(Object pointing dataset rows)
══════════════════════════════

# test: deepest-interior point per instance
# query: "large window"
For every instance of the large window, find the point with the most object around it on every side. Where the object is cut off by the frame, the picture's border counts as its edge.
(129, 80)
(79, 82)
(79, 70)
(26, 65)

══════════════════════════════

Update the material by changing each occurrence of "large window" to "tall window", and keep every other line and word the same.

# test: deepest-interior point per instance
# query: "tall window"
For every instance of the tall window, find the point with the most object around it on every side. Where the object is cut off by the frame, the picture's border counts as its edge.
(129, 80)
(79, 82)
(79, 70)
(26, 65)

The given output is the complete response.